** start **
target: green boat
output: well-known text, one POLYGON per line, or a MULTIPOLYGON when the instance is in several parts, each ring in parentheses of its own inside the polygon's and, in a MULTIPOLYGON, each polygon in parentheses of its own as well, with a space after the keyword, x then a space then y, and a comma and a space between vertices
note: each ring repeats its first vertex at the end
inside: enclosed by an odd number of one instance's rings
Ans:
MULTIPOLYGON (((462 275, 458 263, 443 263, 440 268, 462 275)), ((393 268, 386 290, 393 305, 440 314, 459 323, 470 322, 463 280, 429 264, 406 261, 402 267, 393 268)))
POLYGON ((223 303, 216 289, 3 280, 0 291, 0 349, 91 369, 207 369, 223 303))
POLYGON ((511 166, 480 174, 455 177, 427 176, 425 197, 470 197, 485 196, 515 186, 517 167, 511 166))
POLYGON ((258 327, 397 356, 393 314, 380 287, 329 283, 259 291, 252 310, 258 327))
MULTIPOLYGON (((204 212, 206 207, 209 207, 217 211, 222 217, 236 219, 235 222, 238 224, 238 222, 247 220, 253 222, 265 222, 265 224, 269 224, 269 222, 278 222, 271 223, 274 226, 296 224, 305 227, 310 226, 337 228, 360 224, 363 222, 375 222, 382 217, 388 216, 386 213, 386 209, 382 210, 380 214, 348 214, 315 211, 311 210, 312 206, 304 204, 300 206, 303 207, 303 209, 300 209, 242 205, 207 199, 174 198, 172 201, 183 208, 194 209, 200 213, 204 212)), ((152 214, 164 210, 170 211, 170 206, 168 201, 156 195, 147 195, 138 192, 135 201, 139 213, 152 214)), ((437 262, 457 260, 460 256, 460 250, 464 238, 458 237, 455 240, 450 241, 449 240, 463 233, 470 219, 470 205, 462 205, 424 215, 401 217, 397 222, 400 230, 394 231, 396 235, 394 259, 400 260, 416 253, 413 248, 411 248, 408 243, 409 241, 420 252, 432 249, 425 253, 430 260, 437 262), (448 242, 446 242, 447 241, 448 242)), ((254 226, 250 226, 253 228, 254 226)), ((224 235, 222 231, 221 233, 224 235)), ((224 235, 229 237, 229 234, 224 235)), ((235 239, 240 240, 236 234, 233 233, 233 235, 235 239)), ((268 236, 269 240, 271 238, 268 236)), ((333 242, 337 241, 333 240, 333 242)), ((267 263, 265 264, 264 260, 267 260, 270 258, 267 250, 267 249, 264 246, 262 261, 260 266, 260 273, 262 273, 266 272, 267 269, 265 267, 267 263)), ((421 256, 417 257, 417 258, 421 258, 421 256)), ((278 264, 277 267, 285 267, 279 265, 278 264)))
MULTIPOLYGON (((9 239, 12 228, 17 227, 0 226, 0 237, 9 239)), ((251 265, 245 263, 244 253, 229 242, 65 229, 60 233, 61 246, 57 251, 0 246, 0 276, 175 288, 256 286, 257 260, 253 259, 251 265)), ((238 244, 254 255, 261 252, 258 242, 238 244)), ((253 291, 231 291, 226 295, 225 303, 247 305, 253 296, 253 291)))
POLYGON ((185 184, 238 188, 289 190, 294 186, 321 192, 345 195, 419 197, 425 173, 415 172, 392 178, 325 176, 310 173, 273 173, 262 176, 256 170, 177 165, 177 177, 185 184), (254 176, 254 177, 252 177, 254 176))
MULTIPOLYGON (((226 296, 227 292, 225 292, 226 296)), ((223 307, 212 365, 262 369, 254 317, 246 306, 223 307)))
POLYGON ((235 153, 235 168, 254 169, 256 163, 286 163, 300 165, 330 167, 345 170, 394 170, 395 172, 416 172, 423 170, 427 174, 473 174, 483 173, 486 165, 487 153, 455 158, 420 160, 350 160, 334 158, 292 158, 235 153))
** end **
**Task to carry out:**
Rewrite every line of the data above as a Markdown table with two columns, Number and Content, skipping blank lines.

**Answer to the problem:**
| Number | Content |
|---|---|
| 1 | target: green boat |
| 2 | output: well-known text, one POLYGON per line, or a MULTIPOLYGON when the instance is in several parts, each ring in parentheses of its own inside the polygon's and, in a MULTIPOLYGON, each polygon in parentheses of its own as well, with a space after the keyword, x then a space then y, and a comma and a space between vertices |
| 3 | note: each ring repeats its first vertex at the end |
| 4 | inside: enclosed by an odd number of one instance's rings |
| 5 | Ans: |
| 6 | MULTIPOLYGON (((462 275, 458 263, 443 263, 440 268, 462 275)), ((393 268, 386 290, 393 305, 440 314, 459 323, 470 322, 463 280, 429 264, 406 261, 402 267, 393 268))) |
| 7 | POLYGON ((223 303, 216 289, 3 280, 0 291, 0 349, 91 369, 207 369, 223 303)) |
| 8 | POLYGON ((511 166, 480 174, 455 177, 427 176, 425 197, 470 197, 485 196, 515 186, 517 167, 511 166)) |
| 9 | POLYGON ((258 327, 397 356, 393 314, 380 287, 329 283, 259 291, 252 310, 258 327)) |
| 10 | MULTIPOLYGON (((204 212, 206 207, 209 207, 217 211, 222 217, 236 219, 235 222, 238 224, 238 222, 247 220, 253 222, 265 222, 265 224, 269 224, 269 222, 278 222, 271 223, 274 226, 296 224, 305 227, 310 226, 337 228, 360 224, 363 222, 375 222, 382 217, 388 216, 386 213, 386 209, 382 210, 380 214, 348 214, 315 211, 311 210, 312 206, 304 204, 300 206, 303 207, 303 209, 300 209, 242 205, 207 199, 174 198, 172 201, 183 208, 194 209, 200 213, 204 212)), ((152 214, 164 210, 170 211, 170 206, 168 201, 156 195, 147 195, 138 192, 135 201, 139 213, 152 214)), ((437 262, 457 260, 460 256, 460 250, 464 238, 458 237, 455 240, 450 241, 449 240, 463 233, 470 219, 470 205, 462 205, 424 215, 401 217, 397 222, 400 230, 394 231, 396 235, 394 259, 400 260, 416 253, 413 248, 411 248, 408 243, 409 241, 420 252, 432 249, 425 253, 430 260, 437 262), (448 242, 446 242, 447 241, 448 242)), ((254 226, 250 226, 253 228, 254 226)), ((224 235, 222 231, 221 233, 224 235)), ((224 235, 229 237, 229 234, 224 235)), ((235 239, 240 240, 236 234, 233 233, 233 235, 235 239)), ((268 236, 269 240, 271 238, 268 236)), ((333 242, 337 241, 333 240, 333 242)), ((267 263, 265 264, 264 260, 267 260, 270 258, 267 250, 267 249, 264 246, 262 261, 260 266, 260 273, 262 273, 266 272, 267 269, 265 267, 267 263)), ((421 256, 417 257, 417 258, 421 258, 421 256)), ((278 264, 277 267, 285 267, 279 265, 278 264))) |
| 11 | MULTIPOLYGON (((9 239, 12 228, 17 227, 0 226, 0 237, 9 239)), ((251 265, 245 263, 244 253, 229 242, 65 229, 60 233, 61 246, 57 251, 0 246, 0 276, 175 288, 256 286, 257 260, 253 259, 251 265)), ((238 244, 254 255, 261 252, 258 242, 238 244)), ((253 291, 231 291, 226 295, 225 303, 247 305, 253 296, 253 291))) |
| 12 | POLYGON ((185 184, 238 188, 289 190, 294 186, 321 192, 345 195, 419 197, 425 173, 415 172, 392 178, 325 176, 310 173, 273 173, 262 176, 256 170, 177 165, 177 177, 185 184), (254 176, 254 177, 252 177, 254 176)) |
| 13 | MULTIPOLYGON (((226 296, 227 292, 225 292, 226 296)), ((223 307, 212 365, 262 369, 254 317, 246 306, 223 307))) |
| 14 | POLYGON ((235 153, 235 168, 254 169, 256 163, 286 163, 300 165, 330 167, 345 170, 394 170, 395 172, 416 172, 423 170, 427 174, 473 174, 483 173, 486 165, 487 153, 455 158, 420 160, 350 160, 334 158, 292 158, 235 153)) |